## [ФРАГМЕНТ ТЕКСТА]
+--

Культура Древней и Средневековой Руси — страница 88 из 97

Юродство имеет необычайно сложную духовную феноменологию и есть (как это ни парадоксально), по мысли Е. Голубинского, «строго говоря, подвиг противуканонический». Действительно, согласно 60-му правилу 6-го Вселенского Константинопольского собора, юродство осуждается и запрещается: «Лицемерно беснующихся и таковый образ действий, по злости нравов, притворно на себя приемлющих, наказывати всяким образом, и подвергати их таким же суровостям и трудам, каковым подлинно беснуемые, ради освобождения от демонского действия праведно подвергаются». Однако в среде верующих людей юродивые всегда были среди наиболее чтимых святых. Уже это противоречие заставляет задуматься над гротескностью, двойственностью и бунтарской природой юродства.

В основе юродства лежит несколько явлений. Первое – это логика антиповедения, то есть обратного, перевернутого, опрокинутое поведения, поведения наоборот, которое было характерно для культуры Древней Руси. При всем разнообразии внешнего выражения оно всегда было именно «поведением наоборот», в рамках которого происходила замена регламентированных норм на их противоположность: правое менялось с левым, верх с низом, лицевая сторона с изнанкой и т. д. То есть те или иные ритуальные действия совершались не той рукой, как обычно, предметы переворачивались вверх дном, одежда выворачивалась наизнанку и далее в том же духе.

В значительной степени это было связано с тем, что антиповедение символически отражало порядок вещей в ином мире, где все наоборот, как в зеркале, где правое и левое меняются местами. Поэтому нередко одежду на покойнике застегивали «на левую сторону», выворачивали наизнанку траурные одежды, накидывали в горе на голову верхнее платье. Одежду для покойника шили иглой не к себе, как обычно, а от себя, таким же образом, не к себе, а от себя, строгали и гроб. Юродивые действовали в рамках антиповедения, но оно имело в этом случае дидактический, смысл.

+--

## [ЗАДАНИЕ 1]
Согласуются ли с фрагментом о юродстве утверждения (a), (b) и (c)? На каждое ответьте «да» или «нет» и приведите решающие слова фрагмента дословно.
(a) Согласно 60-му правилу 6-го Вселенского Константинопольского собора, юродство запрещается.
(b) Среди верующих юродивых почитали меньше, чем других святых.
(c) Одежду для покойника шили иглой к себе.
## [ЗАДАНИЕ 2]
Допишите следующий абзац фрагмента о юродстве, продолжив его после последнего предложения.
Пункты после фрагмента о юродстве взяты из другого источника.

+--

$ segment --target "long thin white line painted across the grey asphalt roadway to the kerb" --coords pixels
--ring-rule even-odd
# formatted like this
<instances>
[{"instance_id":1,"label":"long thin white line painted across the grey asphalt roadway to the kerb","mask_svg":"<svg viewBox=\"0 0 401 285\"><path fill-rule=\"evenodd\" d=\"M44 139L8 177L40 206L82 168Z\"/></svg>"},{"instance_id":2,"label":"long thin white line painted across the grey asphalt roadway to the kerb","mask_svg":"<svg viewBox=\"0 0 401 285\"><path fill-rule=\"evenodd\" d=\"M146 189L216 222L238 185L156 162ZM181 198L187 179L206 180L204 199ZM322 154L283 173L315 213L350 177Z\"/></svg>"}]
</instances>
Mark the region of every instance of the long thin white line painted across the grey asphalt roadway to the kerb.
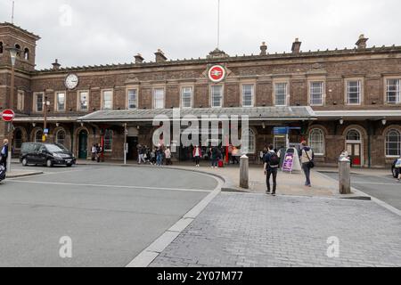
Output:
<instances>
[{"instance_id":1,"label":"long thin white line painted across the grey asphalt roadway to the kerb","mask_svg":"<svg viewBox=\"0 0 401 285\"><path fill-rule=\"evenodd\" d=\"M47 184L47 185L65 185L65 186L84 186L84 187L102 187L102 188L124 188L124 189L143 189L143 190L163 190L163 191L194 191L194 192L210 192L204 189L184 189L184 188L163 188L163 187L147 187L147 186L126 186L126 185L105 185L105 184L86 184L86 183L59 183L59 182L39 182L11 180L12 183L30 183L30 184Z\"/></svg>"}]
</instances>

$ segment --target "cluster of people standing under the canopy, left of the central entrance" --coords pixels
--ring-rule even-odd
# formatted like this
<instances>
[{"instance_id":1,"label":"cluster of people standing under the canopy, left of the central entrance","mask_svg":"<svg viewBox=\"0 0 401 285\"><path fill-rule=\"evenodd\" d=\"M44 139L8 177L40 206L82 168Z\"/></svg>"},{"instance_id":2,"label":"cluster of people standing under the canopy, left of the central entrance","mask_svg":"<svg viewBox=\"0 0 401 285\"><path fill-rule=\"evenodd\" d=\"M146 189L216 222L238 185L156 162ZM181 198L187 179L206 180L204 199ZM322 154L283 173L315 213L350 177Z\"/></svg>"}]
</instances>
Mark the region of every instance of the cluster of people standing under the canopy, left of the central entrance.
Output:
<instances>
[{"instance_id":1,"label":"cluster of people standing under the canopy, left of the central entrance","mask_svg":"<svg viewBox=\"0 0 401 285\"><path fill-rule=\"evenodd\" d=\"M138 164L150 163L155 166L162 166L166 164L167 166L173 165L171 161L171 149L169 147L164 147L160 145L151 149L146 145L139 144L137 146L138 151Z\"/></svg>"}]
</instances>

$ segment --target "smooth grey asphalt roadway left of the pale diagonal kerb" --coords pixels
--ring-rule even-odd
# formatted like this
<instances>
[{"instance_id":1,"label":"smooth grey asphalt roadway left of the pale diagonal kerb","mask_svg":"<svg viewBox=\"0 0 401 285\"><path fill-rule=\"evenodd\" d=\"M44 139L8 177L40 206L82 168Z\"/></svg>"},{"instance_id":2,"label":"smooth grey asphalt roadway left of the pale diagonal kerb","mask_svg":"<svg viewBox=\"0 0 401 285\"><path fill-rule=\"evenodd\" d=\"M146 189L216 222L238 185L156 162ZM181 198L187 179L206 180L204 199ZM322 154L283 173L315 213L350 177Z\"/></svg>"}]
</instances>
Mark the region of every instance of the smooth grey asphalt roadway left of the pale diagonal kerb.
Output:
<instances>
[{"instance_id":1,"label":"smooth grey asphalt roadway left of the pale diagonal kerb","mask_svg":"<svg viewBox=\"0 0 401 285\"><path fill-rule=\"evenodd\" d=\"M158 167L23 169L45 175L0 183L0 266L126 266L218 184Z\"/></svg>"}]
</instances>

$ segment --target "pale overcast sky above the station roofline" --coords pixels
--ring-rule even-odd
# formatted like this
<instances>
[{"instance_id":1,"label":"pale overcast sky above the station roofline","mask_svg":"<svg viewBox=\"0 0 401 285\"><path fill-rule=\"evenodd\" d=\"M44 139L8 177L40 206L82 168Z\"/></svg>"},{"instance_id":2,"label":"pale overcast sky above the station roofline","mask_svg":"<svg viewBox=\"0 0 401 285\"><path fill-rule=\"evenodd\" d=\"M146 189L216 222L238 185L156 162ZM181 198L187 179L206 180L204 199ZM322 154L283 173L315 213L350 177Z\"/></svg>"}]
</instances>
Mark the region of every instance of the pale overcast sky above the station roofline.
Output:
<instances>
[{"instance_id":1,"label":"pale overcast sky above the station roofline","mask_svg":"<svg viewBox=\"0 0 401 285\"><path fill-rule=\"evenodd\" d=\"M401 45L399 0L221 0L220 49L230 55L301 49ZM11 21L12 0L0 0L0 21ZM15 0L14 23L42 37L37 69L204 58L217 47L217 0Z\"/></svg>"}]
</instances>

+--

## [МЕСТО ДЛЯ ОТВЕТА 1]
(a) Да: «юродство осуждается и запрещается».
(b) Нет: «юродивые всегда были среди наиболее чтимых святых».
(c) Нет: «шили иглой не к себе, как обычно, а от себя».

## [МЕСТО ДЛЯ ОТВЕТА 2]
Икона Василия Блаженного


Еще одна основа юродства – парадоксальное стремление к самоуничтожению себя как личности этого мира через разрыв не только всех земных корней, но отказ «от самого главного отличия человека в ряду земных существ – от обычного употребления разума, и добровольное принятие на себя вида безумного…». Юродство ставит одной из своих целей выяление противоречий между христианской правдой и поверхностным здравым смыслом. В представлении людей того времени древнерусский юродивый настолько глубоко проникал в духовные недра, настолько приближался уже при жизни к Царству Божьему, что, чувствуя этот свет, истину, он особо критически взирал на окружающую действительность, воспринимая ее как искажение этой истины, как противоречие ей, как мир антикультуры. Поэтому юродивый Василий Блаженный кидает камнями в окна богатых и благочестивых людей и плачет у домишек бедняков и пьяниц, Никола Салос (Псковский) предлагает Ивану Грозному, раз уж он так жестоко обращается со своими подданными, кусок сырого мяса в пост, Прокопий Устюжский носит три кочерги в левой руке (пародия на трикирий архиерея при богослужении) и приходит к церкви ночью.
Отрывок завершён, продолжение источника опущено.